_TASK REQUIREMENTS:_
The records are given next. Repeat each one exactly.

_EXCERPTED RECORDS:_
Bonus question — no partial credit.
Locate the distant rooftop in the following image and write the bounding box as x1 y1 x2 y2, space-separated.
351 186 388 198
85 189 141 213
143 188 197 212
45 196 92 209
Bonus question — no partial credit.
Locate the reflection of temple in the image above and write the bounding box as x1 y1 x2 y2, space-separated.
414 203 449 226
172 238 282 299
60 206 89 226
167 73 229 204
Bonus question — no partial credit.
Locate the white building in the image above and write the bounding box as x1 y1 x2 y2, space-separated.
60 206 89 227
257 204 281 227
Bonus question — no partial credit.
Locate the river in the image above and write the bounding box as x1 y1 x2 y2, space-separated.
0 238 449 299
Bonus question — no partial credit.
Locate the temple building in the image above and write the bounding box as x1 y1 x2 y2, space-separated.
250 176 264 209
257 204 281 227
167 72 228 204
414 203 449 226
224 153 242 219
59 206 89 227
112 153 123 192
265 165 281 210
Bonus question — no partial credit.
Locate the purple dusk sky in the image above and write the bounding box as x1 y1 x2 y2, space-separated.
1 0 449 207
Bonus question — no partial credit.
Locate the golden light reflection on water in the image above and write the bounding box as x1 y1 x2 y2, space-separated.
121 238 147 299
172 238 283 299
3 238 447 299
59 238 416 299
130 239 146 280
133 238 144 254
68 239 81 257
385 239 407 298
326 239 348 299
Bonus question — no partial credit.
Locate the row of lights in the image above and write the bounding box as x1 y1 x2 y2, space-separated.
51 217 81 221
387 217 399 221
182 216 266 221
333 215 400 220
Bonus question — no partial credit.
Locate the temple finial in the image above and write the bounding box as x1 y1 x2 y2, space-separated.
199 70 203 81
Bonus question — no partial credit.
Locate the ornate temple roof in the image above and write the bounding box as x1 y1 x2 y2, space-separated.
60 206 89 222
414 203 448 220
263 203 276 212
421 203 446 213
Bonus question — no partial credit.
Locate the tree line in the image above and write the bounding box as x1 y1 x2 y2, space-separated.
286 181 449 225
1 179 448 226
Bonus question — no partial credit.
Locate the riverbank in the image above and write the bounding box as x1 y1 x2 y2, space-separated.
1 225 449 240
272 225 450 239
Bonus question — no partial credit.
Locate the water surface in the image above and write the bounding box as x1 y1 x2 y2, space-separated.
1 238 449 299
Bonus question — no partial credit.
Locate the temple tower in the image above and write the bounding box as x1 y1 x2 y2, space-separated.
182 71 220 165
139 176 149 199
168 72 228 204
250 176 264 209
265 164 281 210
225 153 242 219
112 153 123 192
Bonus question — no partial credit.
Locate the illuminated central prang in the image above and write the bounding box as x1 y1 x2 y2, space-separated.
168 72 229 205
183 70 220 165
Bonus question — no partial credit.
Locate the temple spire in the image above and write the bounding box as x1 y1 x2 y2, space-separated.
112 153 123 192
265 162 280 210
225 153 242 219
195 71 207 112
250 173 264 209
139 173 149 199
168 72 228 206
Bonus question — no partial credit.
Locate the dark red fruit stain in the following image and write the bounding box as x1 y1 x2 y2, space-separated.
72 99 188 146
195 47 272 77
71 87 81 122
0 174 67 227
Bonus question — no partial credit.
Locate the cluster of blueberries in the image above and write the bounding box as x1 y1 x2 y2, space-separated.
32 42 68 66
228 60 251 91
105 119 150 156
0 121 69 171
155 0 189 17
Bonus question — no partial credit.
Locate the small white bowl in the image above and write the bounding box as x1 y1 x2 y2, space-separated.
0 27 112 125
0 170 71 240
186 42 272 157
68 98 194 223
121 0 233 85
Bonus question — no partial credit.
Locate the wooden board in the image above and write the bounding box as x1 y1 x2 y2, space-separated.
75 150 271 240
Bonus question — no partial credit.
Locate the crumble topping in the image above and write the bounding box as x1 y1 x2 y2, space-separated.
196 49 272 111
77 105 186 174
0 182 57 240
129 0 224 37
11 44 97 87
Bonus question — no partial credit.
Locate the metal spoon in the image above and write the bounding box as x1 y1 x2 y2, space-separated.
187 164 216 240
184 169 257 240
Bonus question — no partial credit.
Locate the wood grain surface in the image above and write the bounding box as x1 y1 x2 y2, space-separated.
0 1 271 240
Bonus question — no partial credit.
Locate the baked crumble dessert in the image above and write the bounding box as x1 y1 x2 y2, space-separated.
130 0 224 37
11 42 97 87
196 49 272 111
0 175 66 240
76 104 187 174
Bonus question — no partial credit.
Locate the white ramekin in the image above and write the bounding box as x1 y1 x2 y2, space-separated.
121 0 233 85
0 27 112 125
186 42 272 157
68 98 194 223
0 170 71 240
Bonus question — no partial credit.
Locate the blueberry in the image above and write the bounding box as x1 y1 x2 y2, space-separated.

_EXERCISE SOLUTION:_
Bonus question — no partial credit.
Locate the distant rooftop in the following image and write the bounding box as x1 y1 x2 y2, space-separated.
351 186 388 198
85 189 141 213
143 188 197 212
45 196 92 209
Bonus question — no partial credit.
Locate the reflection of temple in the image above and write the bounding box as x1 y1 x2 y2, space-separated.
414 203 449 226
172 238 282 299
60 206 89 226
167 73 229 204
Bonus question — no partial credit.
Locate the white building in the image above and write the bounding box as x1 y1 x2 y2, space-separated.
60 206 89 227
257 204 281 227
Bonus question — no partial credit.
Locate the river in the image above and write the bounding box as x1 y1 x2 y2, space-separated.
0 238 449 299
Bonus question — no partial credit.
Locate the temple building in the image above and write the bounding box as x1 y1 x2 y2, space-separated.
250 176 264 209
257 204 281 227
167 72 228 204
414 203 449 226
224 153 242 219
59 206 89 227
112 153 123 192
265 165 281 210
Bonus question — no partial credit.
Locate the purple dusk sky in the image above and write the bounding box as x1 y1 x2 y2, space-separated.
1 0 449 207
Bonus question — no partial credit.
Locate the golden light reflection on water in the image above and write the bounding box as x1 y1 x2 y2, space-separated.
121 238 147 299
172 238 283 299
3 238 447 299
59 238 416 299
130 239 146 280
133 238 144 254
68 239 81 257
385 239 407 298
326 239 348 299
Bonus question — no partial credit.
Locate the row of lights in the image above and write the bounding box as x1 y1 x2 y2, space-separated.
51 217 81 221
387 217 399 221
182 216 266 221
333 215 400 220
Bonus question — no partial credit.
Locate the temple finial in the image above and write the bounding box as x1 y1 x2 y2, space-separated.
199 70 203 81
Bonus question — no partial credit.
Locate the ornate temple roof in the image above and write the bounding box as x1 y1 x2 y2, space-separated.
60 206 89 222
414 203 448 220
263 203 276 212
421 203 446 213
Bonus question — no partial credit.
Locate the tree line in the image above and write the bounding box as x1 y1 x2 y2, space-separated.
286 181 449 225
1 179 448 226
Bonus question — no partial credit.
Locate the riverbank in the image above and write the bounding box as x1 y1 x2 y2, space-separated.
1 225 449 240
272 225 450 239
Bonus question — no partial credit.
Locate the water surface in the image above and write the bounding box as x1 y1 x2 y2, space-separated.
1 238 449 299
Bonus question — no partial credit.
Locate the temple tower in the image above and write the bounding box as x1 y1 x2 y2, space-separated.
182 71 220 165
139 176 149 199
168 72 228 204
250 176 264 209
265 164 281 210
225 153 242 219
112 153 123 192
Bonus question — no partial credit.
Locate the illuminated central prang in the image above and write the bounding box as x1 y1 x2 y2, space-separated.
168 72 229 205
183 70 220 165
Bonus question — no partial credit.
Locate the temple spire in the image above and write the bounding box as x1 y1 x2 y2, space-separated.
112 153 123 192
265 162 280 210
225 153 242 219
195 71 207 112
250 173 264 209
139 173 149 199
168 72 228 206
Bonus question — no partial credit.
Locate the dark red fruit stain in the following image and write the bounding box as x1 y1 x2 y2, space-separated.
72 99 188 146
195 47 272 77
71 87 81 122
0 174 67 227
Bonus question — no partial credit.
Locate the cluster of blueberries in the image above and write the bounding box as x1 y1 x2 y2, space-separated.
32 42 68 66
228 60 251 91
105 119 150 156
0 121 69 171
155 0 189 17
Bonus question — no partial credit.
Locate the small white bowl in the image above and write the bounding box as x1 y1 x2 y2, space-separated.
0 27 112 125
0 170 71 240
186 42 272 157
68 98 194 223
121 0 233 85
Bonus question — no partial credit.
Locate the wooden board in the image above and write the bounding box as x1 y1 x2 y2, space-separated.
75 150 271 240
Bonus question — no partial credit.
Locate the crumble topping in the image above and write the bounding box as x1 y1 x2 y2, space-separated.
196 49 272 111
77 105 186 174
0 182 57 240
129 0 224 37
11 44 97 87
Bonus question — no partial credit.
Locate the metal spoon in the image above and write the bounding box as x1 y1 x2 y2, space-separated.
187 164 216 240
184 169 257 240
Bonus question — no partial credit.
Locate the wood grain surface in the image above and write the bounding box as x1 y1 x2 y2, space-separated.
0 1 271 240
Bonus question — no partial credit.
Locate the baked crumble dessert in the image above and write the bounding box as x1 y1 x2 y2, space-separated.
130 0 224 37
11 42 97 87
196 49 272 111
0 175 66 240
76 104 187 174
Bonus question — no partial credit.
Locate the white ramekin in the image above and write the bounding box as x1 y1 x2 y2, space-separated.
121 0 233 85
0 27 112 125
186 42 272 157
68 98 194 223
0 170 71 240
Bonus question — no partial credit.
Locate the blueberry in the image above and write the bounding box as x1 y1 x2 y2, space-separated.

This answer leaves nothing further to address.